Work request: When you find the word "outline" in a line of the entries, please copy the whole line.

==*==

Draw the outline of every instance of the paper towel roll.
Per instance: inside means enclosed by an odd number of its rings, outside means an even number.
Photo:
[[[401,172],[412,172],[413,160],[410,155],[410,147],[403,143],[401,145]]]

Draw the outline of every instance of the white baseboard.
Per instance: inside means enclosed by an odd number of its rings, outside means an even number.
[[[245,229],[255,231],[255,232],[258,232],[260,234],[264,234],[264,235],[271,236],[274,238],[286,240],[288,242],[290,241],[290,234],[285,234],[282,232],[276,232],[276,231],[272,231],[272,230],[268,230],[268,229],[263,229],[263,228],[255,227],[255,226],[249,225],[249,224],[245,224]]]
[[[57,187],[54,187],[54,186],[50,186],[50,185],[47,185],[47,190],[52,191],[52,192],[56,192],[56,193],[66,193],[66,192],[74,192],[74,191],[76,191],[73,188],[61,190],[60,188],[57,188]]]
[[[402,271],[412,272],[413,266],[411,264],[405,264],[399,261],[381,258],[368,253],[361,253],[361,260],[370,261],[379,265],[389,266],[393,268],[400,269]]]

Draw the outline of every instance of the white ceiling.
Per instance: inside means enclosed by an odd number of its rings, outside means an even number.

==*==

Your solution:
Draw the outline of every instance of the paper towel roll.
Draw the outline of every instance of the white baseboard.
Draw the outline of every instance of the white ceiling.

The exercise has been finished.